Extracted data entries:
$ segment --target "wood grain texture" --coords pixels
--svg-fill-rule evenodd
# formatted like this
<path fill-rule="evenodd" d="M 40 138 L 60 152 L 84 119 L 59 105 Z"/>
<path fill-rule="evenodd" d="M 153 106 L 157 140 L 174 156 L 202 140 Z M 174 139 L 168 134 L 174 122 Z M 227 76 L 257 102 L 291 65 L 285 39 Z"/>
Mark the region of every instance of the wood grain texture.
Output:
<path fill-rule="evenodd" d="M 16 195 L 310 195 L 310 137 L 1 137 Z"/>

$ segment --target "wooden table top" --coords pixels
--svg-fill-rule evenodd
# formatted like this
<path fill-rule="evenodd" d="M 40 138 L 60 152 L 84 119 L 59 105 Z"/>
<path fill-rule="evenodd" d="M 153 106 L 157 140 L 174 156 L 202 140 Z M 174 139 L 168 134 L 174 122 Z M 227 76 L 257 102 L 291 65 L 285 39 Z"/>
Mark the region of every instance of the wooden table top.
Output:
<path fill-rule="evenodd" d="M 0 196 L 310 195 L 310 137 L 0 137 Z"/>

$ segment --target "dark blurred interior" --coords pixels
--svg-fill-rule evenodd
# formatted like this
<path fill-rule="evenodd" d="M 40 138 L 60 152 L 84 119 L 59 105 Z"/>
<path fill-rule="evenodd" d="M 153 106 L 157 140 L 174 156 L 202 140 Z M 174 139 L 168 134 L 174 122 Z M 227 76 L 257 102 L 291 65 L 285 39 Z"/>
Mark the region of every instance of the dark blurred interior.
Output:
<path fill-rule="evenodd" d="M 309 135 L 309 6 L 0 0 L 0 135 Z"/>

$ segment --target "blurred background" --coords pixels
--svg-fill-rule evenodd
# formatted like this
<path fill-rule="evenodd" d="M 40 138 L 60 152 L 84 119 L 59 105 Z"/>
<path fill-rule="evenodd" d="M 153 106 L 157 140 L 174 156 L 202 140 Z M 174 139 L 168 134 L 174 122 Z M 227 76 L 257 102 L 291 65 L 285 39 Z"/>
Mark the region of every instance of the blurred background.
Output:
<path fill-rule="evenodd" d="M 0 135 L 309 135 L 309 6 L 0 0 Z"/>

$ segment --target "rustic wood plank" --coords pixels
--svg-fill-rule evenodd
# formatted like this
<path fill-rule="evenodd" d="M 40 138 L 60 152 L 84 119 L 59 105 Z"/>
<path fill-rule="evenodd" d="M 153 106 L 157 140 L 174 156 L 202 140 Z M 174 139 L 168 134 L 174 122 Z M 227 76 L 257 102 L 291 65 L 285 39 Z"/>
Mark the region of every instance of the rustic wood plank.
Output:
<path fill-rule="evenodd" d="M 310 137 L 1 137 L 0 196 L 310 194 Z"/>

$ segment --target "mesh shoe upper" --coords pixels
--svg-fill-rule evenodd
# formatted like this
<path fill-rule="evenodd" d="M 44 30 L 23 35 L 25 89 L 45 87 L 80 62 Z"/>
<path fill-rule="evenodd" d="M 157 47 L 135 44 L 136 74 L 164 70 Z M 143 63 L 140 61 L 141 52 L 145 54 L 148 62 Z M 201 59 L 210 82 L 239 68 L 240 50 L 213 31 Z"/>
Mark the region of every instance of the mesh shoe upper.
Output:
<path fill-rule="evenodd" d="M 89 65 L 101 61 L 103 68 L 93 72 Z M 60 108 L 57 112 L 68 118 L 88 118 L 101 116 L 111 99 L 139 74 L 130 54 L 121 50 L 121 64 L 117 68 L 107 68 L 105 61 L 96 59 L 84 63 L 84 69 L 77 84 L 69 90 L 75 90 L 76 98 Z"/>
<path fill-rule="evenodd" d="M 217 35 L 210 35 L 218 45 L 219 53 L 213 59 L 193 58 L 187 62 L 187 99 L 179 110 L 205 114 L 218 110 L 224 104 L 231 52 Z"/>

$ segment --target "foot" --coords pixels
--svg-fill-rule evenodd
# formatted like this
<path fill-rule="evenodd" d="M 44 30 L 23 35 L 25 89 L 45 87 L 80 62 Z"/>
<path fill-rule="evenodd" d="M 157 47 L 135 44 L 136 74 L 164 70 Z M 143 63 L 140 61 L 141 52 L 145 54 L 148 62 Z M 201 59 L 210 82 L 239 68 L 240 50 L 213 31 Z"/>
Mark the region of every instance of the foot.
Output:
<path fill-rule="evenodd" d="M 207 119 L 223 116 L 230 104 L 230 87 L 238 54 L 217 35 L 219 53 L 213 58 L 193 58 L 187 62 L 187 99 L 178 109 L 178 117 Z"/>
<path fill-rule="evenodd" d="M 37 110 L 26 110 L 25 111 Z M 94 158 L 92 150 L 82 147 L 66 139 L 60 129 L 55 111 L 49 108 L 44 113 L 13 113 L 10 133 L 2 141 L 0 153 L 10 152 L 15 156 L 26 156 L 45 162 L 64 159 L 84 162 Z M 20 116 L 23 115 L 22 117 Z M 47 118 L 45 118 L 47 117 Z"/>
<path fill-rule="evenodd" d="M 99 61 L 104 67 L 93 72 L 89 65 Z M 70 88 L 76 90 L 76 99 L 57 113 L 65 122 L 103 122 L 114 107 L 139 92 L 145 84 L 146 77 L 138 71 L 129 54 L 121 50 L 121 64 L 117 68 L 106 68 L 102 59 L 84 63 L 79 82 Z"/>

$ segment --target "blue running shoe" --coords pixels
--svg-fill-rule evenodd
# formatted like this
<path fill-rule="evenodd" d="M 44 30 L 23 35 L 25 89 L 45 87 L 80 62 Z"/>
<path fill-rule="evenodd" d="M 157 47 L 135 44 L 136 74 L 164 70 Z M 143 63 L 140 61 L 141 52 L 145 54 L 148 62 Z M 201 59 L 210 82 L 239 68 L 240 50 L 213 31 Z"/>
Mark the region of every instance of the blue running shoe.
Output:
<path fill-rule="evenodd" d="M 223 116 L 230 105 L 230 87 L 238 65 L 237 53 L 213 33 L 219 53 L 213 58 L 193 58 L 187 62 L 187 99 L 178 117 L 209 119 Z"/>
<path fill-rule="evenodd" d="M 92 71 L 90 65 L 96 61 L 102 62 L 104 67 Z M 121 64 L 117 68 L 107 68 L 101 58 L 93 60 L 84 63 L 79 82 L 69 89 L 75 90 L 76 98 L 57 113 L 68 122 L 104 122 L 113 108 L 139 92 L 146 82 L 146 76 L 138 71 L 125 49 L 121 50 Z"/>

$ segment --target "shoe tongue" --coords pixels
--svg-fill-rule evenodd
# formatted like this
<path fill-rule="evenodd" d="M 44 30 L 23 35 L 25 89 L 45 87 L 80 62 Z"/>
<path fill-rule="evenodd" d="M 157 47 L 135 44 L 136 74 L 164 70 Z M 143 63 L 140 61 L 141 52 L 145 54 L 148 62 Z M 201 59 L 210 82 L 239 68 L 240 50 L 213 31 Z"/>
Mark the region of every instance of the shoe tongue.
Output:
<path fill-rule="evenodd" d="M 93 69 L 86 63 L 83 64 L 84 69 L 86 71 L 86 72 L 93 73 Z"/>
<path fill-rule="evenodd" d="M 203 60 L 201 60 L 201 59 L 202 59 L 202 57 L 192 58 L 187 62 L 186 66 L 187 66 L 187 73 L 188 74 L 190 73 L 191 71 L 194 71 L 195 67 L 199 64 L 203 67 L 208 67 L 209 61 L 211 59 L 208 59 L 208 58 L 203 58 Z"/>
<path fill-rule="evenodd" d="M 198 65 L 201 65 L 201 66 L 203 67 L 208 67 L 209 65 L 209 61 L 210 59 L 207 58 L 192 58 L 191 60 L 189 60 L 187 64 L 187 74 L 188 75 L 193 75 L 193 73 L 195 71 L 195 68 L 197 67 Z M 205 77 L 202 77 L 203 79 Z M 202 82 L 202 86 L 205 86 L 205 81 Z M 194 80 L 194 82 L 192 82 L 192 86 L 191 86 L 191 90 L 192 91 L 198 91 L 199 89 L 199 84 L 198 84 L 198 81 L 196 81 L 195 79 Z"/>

### WHAT YOU WILL DO:
Copy out each line of the items above that contains the string "every". Uppercase and lowercase count as different.

### RESULT OF THE EXERCISE:
Mark the region of every instance of the wood grain texture.
Mark the region of every instance of the wooden table top.
Mark the region of every instance of the dark blurred interior.
Mark the region of every instance of the blurred background.
Mark the region of every instance of the rustic wood plank.
Mark the region of every instance of the mesh shoe upper.
Mark the region of every instance of the foot.
Mark the region of every instance of the blue running shoe.
Mark the region of every instance of the shoe tongue.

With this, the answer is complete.